Same concept, very different execution...

calendar | ic_dehaze_black_24px By Brice Goulard | ic_query_builder_black_24px 16 min read |

The Royal Oak… A watch that needs no introduction anymore, a watch that’s so iconic that its popularity goes way beyond the confines of watch aficionados. However, if you look at Audemars Piguet’s catalogue, you’ll see that the collection is large (to say the least) and that it comprises dozens of versions. But today, we’ll focus on the two most important models, the cornerstones of the collection, the automatic watches. This includes the new 41mm Selfwinding Royal Oak 15500… But we can’t overlook the icon, the Royal Oak “Jumbo” Extra-Thin 15202. How do they compare? Follow the guide below.

The Royal Oak – the creation of a new category

1972 is probably Audemars Piguet‘s most important year in its recent history. A crucial turning point. For several decades, the brand specialized in crafting some of the most delicate and precious watches of Switzerland – especially perpetual calendars and repeaters. Still, as the quartz crisis gained momentum, Audemars Piguet took the decision to evolve, to change strategy, to counteract what would later be qualified as the worst crisis of the watch industry. The answer: a steel luxury sports watch designed by Gerald Genta, named the Royal Oak, and almost as expensive (if not more) than a classic gold watch.

An early A-series Royal Oak Jumbo 5402ST – Photo by Phillips

The 1972 Royal Oak was a game-changer that created an entirely new market segment.

The watch was provocative, not only because of its price but mostly because of its unprecedented design. The basic but novel idea of Genta was to apply some concepts of jewellery into watchmaking. Until then, watches were basically designed as a sum of elements: a case, a strap, a movement and a dial that, all together, would create a timepiece. Genta came up with an object to be seen as a single, consistent design, where case, bracelet and dial were part of a whole. This would later be named the luxury sports watch category, with its definition created after the Royal Oak’s design.

Two generations of Audemars Piguet Royal Oak, the vintage 5402ST (left) and the modern 15202ST (right).

The watch, known as reference 5402ST, was a mix of classic AP elements – ultra-thin movement, guilloché dial, high-end decoration and superior quality of the finishing – with otherwise unfamiliar specifications – use of steel, integration of a bracelet, decent water-resistance, time-and-date display and clear nautical inspiration. And if the 1972 design was provocative, it gave birth to an array of competitors to become a true watchmaking category in its own right… and the most popular of them all, indeed. Still, the Royal Oak 5402ST was often copied but rarely equalled. It was produced – under series A, B, C and D, all with slight evolutions on the dial/bracelet/movement – until the late 1970s.
§
• [JOBS]:
a) Can you write out the part of the Royal Oak article starting with "The 1972 Royal" and going on through "Royal Oak’s design."?
b) How would the Royal Oak article go on? Write the next part, picking up after its last sentence.

Collection entries:
§
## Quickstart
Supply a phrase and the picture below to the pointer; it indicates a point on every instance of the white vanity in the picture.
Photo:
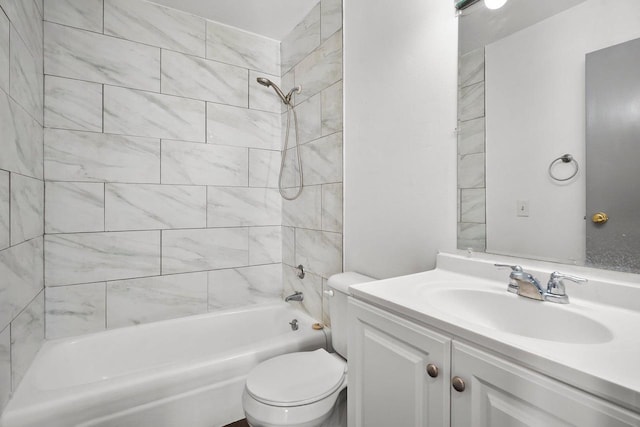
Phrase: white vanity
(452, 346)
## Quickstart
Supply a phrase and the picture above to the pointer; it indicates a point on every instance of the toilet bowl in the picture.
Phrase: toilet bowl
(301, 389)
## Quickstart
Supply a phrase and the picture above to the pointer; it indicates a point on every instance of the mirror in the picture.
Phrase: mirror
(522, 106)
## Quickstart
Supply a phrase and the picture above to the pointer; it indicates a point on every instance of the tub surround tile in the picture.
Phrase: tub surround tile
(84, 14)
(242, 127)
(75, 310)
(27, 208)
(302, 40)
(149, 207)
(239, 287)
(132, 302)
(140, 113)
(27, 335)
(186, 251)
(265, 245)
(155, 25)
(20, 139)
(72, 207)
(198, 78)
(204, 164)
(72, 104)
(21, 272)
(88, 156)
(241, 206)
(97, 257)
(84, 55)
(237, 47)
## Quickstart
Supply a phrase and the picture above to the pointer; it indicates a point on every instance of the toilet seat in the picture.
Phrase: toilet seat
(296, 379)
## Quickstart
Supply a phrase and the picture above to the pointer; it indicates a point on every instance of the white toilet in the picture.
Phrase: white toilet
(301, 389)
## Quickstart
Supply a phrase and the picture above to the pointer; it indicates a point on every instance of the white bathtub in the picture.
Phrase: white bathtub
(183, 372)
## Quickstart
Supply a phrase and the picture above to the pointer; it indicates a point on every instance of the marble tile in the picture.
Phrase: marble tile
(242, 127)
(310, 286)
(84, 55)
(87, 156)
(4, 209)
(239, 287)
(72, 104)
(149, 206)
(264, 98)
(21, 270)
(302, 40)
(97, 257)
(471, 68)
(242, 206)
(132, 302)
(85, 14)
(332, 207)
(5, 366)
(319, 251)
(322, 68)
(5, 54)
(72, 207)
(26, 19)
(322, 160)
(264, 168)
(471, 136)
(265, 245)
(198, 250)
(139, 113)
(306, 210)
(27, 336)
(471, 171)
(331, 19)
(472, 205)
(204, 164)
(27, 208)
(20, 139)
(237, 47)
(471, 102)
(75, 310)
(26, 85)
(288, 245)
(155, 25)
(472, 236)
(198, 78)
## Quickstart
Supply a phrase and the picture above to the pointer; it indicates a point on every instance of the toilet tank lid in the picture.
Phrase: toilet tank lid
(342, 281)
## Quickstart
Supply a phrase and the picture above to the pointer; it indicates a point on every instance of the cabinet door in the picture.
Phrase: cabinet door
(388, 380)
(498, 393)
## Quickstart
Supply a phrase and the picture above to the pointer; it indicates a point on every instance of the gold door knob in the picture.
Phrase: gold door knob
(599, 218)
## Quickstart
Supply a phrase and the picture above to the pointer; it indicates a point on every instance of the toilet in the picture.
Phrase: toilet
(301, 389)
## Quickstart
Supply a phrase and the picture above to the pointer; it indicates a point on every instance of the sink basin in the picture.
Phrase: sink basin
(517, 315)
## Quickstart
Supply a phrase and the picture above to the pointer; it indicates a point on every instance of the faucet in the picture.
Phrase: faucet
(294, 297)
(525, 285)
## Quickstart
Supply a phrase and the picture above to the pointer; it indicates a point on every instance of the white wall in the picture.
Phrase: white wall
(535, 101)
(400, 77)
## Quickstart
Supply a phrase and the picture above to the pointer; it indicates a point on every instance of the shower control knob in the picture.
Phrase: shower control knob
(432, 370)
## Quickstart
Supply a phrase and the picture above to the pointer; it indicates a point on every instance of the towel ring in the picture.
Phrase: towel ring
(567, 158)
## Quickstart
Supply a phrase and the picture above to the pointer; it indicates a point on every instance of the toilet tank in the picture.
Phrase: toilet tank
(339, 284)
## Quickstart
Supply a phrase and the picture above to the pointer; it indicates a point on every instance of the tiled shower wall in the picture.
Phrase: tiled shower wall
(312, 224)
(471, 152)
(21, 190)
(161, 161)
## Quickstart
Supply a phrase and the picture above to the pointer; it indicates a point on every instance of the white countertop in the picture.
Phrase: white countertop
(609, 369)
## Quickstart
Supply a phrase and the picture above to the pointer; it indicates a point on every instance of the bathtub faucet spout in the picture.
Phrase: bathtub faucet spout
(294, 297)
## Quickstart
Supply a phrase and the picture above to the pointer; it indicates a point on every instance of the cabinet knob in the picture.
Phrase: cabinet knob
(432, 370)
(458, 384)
§
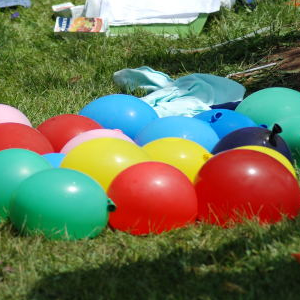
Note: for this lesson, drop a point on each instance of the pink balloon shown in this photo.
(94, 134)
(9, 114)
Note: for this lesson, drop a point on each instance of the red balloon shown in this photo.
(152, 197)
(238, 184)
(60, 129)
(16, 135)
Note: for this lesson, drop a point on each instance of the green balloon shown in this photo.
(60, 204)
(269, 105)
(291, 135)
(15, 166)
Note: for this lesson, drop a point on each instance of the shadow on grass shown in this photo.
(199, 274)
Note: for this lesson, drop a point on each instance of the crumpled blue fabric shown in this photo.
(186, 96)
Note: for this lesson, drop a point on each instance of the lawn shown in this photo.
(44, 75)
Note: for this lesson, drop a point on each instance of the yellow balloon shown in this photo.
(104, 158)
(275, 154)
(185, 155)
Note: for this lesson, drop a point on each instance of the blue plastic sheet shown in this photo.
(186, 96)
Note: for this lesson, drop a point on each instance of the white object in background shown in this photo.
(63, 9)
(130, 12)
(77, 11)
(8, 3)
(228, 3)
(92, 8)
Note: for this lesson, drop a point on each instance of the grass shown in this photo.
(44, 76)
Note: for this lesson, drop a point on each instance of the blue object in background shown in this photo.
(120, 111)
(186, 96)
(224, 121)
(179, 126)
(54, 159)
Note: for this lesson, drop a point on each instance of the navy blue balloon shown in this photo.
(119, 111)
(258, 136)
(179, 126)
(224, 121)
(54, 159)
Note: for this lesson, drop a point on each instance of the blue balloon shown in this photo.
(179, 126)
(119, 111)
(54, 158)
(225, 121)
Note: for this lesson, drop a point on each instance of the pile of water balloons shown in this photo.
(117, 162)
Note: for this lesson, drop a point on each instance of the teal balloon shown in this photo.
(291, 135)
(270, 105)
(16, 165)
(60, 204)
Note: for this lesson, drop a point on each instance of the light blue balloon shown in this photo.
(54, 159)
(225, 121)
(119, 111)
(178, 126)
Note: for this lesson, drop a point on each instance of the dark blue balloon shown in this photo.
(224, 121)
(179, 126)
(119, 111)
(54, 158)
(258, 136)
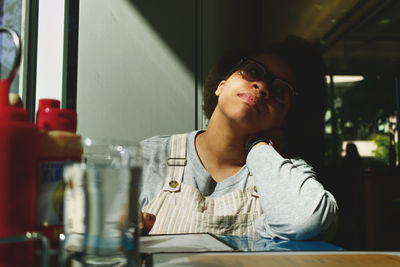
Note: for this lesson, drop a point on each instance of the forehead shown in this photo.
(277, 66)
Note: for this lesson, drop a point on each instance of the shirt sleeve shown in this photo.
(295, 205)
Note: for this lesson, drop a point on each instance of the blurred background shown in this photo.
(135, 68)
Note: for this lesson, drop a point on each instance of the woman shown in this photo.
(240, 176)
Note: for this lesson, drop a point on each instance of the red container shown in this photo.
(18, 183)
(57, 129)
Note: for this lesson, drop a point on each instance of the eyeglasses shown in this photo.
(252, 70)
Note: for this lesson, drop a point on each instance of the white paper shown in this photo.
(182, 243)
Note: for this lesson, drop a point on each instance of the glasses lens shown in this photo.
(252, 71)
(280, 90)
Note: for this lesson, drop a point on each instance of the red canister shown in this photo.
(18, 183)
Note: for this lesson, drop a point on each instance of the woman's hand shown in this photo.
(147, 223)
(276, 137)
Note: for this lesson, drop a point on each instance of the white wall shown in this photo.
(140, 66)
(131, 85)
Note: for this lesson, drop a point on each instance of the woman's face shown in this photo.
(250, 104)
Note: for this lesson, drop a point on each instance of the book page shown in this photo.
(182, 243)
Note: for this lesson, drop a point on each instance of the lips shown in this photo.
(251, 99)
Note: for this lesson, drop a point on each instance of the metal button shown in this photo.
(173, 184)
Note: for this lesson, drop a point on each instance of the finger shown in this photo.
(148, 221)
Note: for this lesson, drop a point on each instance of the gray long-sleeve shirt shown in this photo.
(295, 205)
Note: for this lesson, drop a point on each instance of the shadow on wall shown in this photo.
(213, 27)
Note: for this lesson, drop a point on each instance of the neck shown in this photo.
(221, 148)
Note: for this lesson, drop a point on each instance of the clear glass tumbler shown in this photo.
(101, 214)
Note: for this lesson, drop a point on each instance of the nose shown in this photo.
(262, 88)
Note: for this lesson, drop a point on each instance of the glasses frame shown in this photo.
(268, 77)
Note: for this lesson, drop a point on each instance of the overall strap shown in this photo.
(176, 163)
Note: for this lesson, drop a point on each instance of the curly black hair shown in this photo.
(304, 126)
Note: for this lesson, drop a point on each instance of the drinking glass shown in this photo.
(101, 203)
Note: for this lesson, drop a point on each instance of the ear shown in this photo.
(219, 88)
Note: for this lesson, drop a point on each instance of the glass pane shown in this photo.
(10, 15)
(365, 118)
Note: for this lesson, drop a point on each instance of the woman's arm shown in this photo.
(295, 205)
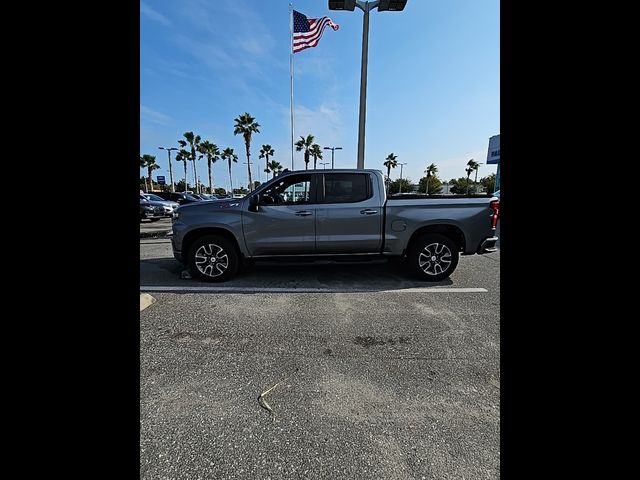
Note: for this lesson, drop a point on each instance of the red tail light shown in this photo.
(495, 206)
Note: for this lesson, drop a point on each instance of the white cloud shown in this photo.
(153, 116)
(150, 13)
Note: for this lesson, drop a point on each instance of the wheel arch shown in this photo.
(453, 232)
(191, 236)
§
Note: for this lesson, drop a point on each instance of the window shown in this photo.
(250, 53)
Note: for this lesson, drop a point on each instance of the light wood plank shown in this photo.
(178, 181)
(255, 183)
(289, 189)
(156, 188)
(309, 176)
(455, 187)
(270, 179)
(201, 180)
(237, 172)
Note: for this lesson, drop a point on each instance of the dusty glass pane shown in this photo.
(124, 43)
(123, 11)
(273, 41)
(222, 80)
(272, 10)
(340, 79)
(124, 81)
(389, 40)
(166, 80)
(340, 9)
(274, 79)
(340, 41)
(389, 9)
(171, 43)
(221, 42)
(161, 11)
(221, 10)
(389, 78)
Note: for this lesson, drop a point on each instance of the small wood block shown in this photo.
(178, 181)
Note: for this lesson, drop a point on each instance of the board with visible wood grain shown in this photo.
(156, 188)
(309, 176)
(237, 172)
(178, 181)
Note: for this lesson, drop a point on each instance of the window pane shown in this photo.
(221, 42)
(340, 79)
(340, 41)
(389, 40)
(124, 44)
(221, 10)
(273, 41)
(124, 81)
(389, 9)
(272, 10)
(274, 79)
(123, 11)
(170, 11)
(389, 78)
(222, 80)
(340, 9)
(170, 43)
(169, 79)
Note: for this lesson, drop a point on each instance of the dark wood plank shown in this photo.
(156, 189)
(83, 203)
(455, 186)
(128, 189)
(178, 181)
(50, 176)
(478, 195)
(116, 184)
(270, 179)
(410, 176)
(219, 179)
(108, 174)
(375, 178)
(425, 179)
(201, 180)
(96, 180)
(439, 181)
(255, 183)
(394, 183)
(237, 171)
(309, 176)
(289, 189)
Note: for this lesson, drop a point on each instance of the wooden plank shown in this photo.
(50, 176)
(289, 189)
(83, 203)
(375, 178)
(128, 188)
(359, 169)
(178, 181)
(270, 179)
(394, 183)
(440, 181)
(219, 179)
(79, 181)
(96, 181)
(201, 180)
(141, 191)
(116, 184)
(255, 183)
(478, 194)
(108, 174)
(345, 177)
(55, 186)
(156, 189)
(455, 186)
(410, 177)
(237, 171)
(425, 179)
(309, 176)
§
• [TASK-BY-TASK OUTPUTS]:
a)
The 1972 Royal Oak was a game-changer that created an entirely new market segment.

The watch was provocative, not only because of its price but mostly because of its unprecedented design. The basic but novel idea of Genta was to apply some concepts of jewellery into watchmaking. Until then, watches were basically designed as a sum of elements: a case, a strap, a movement and a dial that, all together, would create a timepiece. Genta came up with an object to be seen as a single, consistent design, where case, bracelet and dial were part of a whole. This would later be named the luxury sports watch category, with its definition created after the Royal Oak’s design.

b)
The Royal Oak “Jumbo” Extra-Thin 15202

After the classic vintage “Jumbo” reference 5402ST, Audemars Piguet celebrated the 20th anniversary of this model with a limited “Jubilee” edition, the reference 14802, produced in 1,000 pieces only – including gold or platinum models and a salmon-dial version. Fast forward again to 2012 and the 40th anniversary of the model, when Audemars Piguet introduced the updated version of its classic Royal Oak “Jumbo” Extra-Thin, a watch known as the 15202ST – certainly one of the most sought-after contemporary watches and one that is still in production today.

Audemars Piguet Royal Oak 5402ST and 15202ST
A vintage 5402ST C-series on the left and its natural descendant, the modern Jumbo 39mm reference 15202ST on the right.

The idea behind the Jumbo 15202ST is easy: it is the direct descendant of the original 1972, sharing approximately the same proportions – 39mm diameter and 8.1mm in height (slightly more than the 5402) – the same base movement, yet improved and no longer produced by JLC but internally by Audemars, the same time-and-date display without seconds and approximately the same “petite tapisserie” dial – even though in our photos of a 5402 vs a 15202, you can see a difference in colour and execution. Still, the 15202 is the closest to the 1972 model you can get today.

As such, this Royal Oak “Jumbo” Extra-Thin 15202ST is regarded as the benchmark for any other Royal Oak model – and for any luxury sports watch that is introduced.

A new segment, the Selfwinding watches – 15300 & 15400

As of 2005, Audemars Piguet decided it was time to introduce another watch in the collection, the 2000s version of the Royal Oak, a more contemporary, more masculine, more rugged watch and a version more in line with market expectations. This new sub-collection, the Selfwinding watches, was launched simultaneously with AP’s new in-house automatic movement, the Calibre 3120. The watch to house it was the reference 15300… Basically, the taste of the original Royal Oak, with a 39mm case, see-through caseback to see the modern automatic movement with seconds and date, a more robust bracelet, a slightly thicker case, and a lower price – becoming the entry-level candidate of the Royal Oak collection. While the 15202 already existed back then, the new 15300 became the “standard” watch in the collection, the one with higher production and sales numbers. An important product for Audemars Piguet.

The Audemars Piguet Royal Oak Selfwinding 39mm reference 15300 (image from the web).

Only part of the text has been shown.